[Task item] Run through the records and, wherever a line holds the word "amphitheater", return that line.

Saved data entries
┄┄┄┄┄┄┄┄┄┄┄┄┄┄┄┄┄┄┄┄

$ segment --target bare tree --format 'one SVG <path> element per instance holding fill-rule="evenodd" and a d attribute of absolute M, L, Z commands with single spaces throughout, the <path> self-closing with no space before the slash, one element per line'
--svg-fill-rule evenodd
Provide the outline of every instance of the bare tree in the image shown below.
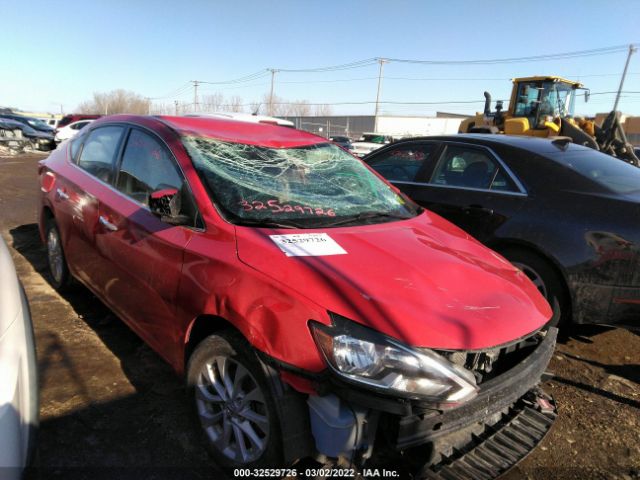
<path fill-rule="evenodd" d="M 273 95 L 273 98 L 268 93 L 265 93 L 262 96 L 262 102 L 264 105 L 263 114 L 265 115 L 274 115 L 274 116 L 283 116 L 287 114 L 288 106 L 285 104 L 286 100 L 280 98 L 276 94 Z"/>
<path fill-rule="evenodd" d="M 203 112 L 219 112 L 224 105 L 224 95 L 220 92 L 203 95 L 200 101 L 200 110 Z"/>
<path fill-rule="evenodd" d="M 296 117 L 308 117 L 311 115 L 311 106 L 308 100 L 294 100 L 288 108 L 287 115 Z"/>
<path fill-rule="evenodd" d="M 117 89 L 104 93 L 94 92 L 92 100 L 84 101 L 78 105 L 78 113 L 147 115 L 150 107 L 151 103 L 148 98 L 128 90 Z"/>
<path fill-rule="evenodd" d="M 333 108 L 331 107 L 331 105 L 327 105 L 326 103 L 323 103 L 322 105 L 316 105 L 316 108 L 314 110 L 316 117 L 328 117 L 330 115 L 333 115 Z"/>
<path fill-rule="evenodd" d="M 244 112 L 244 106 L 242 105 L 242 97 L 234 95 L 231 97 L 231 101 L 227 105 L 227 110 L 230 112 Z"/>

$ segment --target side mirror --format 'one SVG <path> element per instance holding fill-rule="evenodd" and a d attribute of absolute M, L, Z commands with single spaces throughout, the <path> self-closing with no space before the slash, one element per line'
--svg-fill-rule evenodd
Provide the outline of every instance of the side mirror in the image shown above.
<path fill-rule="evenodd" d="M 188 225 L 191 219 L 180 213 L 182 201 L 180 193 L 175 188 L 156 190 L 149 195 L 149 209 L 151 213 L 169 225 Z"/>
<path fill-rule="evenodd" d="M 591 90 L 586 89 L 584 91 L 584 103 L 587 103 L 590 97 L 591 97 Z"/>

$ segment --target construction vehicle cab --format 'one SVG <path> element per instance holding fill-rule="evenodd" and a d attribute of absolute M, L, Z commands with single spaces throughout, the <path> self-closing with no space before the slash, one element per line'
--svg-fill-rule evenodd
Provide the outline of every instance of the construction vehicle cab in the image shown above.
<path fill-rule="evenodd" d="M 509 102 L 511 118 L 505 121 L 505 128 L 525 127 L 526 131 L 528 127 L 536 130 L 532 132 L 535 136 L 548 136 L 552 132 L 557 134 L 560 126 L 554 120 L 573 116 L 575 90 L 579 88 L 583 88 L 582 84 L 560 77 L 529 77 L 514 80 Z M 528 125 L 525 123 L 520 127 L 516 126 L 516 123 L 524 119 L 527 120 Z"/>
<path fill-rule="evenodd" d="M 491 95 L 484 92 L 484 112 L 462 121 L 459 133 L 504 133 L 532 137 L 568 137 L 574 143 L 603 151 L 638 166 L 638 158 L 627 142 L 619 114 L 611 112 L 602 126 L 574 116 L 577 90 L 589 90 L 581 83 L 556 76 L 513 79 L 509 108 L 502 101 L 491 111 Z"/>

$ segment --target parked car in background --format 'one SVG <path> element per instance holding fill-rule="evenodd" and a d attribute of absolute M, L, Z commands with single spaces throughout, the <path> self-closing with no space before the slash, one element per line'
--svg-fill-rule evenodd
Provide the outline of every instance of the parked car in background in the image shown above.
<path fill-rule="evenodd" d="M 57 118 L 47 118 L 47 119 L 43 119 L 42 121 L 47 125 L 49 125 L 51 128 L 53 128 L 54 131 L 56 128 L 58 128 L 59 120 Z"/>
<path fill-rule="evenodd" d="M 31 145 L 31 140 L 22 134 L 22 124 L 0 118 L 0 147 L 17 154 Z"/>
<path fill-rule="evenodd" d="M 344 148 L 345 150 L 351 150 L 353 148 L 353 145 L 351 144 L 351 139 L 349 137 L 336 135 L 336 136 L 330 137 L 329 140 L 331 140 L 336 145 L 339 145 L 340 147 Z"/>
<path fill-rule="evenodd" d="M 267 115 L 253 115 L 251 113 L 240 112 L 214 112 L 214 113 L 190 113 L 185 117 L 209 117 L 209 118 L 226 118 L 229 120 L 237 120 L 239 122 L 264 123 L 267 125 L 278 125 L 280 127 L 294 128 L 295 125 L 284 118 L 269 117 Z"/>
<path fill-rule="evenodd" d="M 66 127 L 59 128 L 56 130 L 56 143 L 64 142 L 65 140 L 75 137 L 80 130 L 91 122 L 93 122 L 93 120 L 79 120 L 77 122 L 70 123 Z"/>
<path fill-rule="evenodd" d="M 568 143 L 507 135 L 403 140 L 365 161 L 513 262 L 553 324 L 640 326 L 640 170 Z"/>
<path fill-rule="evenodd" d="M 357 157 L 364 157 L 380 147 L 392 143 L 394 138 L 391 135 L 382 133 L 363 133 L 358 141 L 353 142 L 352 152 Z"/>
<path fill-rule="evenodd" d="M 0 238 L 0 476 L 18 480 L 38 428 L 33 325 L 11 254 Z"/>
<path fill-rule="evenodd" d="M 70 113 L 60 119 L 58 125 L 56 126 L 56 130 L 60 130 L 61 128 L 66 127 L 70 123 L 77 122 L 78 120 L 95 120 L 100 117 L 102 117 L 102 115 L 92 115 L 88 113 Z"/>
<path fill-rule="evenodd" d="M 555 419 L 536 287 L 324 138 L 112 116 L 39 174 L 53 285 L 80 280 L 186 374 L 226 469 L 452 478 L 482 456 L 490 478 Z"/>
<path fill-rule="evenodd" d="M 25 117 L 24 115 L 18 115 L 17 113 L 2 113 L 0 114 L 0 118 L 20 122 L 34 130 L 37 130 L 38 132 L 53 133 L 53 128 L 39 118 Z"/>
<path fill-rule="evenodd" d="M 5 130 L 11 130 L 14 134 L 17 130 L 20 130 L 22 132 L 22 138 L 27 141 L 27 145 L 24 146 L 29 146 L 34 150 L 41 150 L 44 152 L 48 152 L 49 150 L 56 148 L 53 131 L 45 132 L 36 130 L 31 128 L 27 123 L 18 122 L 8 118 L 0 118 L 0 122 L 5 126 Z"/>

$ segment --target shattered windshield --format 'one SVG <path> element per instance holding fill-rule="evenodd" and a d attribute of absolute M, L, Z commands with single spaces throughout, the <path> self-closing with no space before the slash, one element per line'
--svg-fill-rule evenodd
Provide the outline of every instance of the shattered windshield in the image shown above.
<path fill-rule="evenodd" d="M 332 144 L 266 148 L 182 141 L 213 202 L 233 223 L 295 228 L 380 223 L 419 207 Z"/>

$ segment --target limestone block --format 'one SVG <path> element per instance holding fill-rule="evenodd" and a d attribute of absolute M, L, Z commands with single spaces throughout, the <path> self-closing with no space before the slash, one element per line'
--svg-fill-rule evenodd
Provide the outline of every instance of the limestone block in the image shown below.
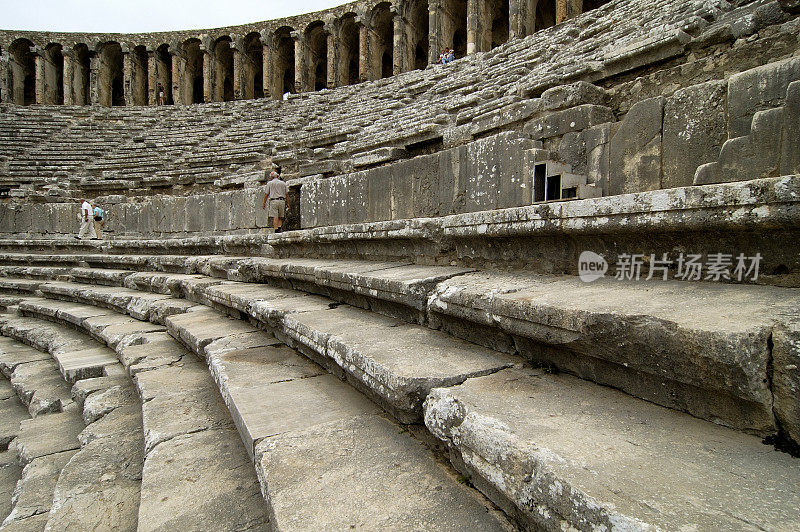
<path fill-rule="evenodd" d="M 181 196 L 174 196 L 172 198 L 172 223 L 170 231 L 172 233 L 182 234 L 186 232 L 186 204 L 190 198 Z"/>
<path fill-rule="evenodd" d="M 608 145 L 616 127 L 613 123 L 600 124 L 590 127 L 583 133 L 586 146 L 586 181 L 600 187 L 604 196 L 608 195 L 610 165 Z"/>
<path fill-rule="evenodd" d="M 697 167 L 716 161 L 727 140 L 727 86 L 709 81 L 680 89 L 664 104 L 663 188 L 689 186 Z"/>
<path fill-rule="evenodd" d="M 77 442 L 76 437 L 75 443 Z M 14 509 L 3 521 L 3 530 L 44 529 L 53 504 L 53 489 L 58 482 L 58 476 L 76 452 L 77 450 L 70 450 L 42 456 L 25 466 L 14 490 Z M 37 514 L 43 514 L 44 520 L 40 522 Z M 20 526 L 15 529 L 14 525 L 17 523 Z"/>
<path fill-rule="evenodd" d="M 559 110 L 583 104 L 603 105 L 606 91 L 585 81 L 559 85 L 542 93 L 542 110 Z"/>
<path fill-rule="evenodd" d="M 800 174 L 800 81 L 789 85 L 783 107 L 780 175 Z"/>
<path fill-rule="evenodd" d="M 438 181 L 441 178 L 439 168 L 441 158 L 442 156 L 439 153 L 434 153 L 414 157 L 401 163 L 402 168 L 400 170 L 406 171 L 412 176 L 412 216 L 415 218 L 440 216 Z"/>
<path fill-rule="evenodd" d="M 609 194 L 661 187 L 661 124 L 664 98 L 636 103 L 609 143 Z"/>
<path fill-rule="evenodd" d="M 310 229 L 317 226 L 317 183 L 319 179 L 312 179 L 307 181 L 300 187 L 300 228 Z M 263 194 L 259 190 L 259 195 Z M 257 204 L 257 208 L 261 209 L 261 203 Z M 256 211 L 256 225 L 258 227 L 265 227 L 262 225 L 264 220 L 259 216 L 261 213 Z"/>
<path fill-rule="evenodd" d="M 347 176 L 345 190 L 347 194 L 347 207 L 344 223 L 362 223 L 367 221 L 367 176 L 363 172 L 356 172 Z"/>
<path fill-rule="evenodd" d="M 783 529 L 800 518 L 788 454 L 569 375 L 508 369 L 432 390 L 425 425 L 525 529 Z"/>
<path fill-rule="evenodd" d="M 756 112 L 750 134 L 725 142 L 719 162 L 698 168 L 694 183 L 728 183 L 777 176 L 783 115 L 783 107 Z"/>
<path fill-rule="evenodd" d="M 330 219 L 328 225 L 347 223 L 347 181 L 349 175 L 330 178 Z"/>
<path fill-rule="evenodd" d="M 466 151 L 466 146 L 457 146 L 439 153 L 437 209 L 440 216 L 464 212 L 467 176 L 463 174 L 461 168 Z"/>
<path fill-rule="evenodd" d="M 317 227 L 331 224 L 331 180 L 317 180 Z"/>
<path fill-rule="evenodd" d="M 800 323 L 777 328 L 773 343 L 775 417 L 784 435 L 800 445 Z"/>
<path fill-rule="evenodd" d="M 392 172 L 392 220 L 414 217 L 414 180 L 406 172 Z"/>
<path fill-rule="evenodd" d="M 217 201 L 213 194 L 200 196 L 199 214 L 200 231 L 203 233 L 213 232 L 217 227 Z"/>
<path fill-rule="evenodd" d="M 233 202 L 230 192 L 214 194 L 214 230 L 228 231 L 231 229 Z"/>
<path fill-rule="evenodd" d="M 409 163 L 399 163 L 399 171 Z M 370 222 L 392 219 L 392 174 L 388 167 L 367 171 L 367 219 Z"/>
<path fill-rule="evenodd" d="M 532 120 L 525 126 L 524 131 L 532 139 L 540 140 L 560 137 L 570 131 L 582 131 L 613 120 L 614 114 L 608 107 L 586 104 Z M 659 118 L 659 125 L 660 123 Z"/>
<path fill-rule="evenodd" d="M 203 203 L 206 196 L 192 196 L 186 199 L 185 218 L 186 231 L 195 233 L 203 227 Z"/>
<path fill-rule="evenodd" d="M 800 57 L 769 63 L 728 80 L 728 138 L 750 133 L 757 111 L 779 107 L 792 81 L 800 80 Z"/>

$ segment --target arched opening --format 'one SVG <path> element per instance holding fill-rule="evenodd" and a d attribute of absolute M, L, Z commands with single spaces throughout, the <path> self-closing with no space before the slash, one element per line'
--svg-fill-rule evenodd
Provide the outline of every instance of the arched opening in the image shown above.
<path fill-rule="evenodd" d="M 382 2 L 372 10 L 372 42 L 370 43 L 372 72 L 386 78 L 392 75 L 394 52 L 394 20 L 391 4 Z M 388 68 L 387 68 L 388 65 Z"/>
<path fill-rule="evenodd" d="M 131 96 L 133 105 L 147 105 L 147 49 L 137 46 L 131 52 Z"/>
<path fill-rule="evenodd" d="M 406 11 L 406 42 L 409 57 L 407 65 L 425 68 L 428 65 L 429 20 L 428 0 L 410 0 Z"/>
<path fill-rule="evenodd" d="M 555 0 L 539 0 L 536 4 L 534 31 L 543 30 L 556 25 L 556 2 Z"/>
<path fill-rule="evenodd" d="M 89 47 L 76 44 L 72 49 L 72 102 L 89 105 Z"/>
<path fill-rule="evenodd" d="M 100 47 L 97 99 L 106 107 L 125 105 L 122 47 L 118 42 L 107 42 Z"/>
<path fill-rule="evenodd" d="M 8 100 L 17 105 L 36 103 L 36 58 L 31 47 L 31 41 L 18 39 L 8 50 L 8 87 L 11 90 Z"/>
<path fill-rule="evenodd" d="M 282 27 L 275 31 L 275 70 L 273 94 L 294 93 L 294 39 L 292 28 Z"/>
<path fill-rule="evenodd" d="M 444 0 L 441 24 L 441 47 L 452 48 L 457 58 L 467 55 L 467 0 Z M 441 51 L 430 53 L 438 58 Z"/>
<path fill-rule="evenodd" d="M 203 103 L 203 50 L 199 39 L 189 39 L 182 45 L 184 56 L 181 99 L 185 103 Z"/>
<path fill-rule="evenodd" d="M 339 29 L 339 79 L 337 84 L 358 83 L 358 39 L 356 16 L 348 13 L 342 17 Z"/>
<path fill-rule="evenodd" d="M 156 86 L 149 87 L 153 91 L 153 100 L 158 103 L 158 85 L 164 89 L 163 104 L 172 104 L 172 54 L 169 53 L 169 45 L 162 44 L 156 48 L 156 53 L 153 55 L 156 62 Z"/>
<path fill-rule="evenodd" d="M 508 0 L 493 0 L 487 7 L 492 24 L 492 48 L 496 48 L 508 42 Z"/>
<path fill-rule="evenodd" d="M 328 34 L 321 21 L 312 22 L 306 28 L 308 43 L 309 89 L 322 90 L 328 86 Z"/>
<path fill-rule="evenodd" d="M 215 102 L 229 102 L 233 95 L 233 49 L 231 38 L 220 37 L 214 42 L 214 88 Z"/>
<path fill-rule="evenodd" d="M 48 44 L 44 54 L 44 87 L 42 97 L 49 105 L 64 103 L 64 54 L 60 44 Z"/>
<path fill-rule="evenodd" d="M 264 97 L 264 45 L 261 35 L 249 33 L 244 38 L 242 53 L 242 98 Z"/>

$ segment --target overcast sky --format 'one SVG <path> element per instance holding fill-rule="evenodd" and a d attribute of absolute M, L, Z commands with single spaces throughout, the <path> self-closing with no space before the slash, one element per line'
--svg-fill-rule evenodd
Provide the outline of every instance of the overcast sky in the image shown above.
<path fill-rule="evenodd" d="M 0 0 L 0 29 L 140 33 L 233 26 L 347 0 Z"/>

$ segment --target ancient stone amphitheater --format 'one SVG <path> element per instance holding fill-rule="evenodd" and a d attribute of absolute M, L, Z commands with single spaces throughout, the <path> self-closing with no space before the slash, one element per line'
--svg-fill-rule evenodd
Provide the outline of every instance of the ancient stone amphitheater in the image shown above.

┄┄┄┄┄┄┄┄┄┄┄┄┄┄┄┄┄┄┄┄

[Solution for this exercise]
$ segment --target ancient stone amphitheater --format 'one SVG <path> element per instance holding fill-rule="evenodd" and a d attribute of absolute M, L, Z commands with single spaces throughout, the <path> self-closing with no space before the slash, one element per line'
Provide the outline of every instance of the ancient stone amphitheater in the image shown above.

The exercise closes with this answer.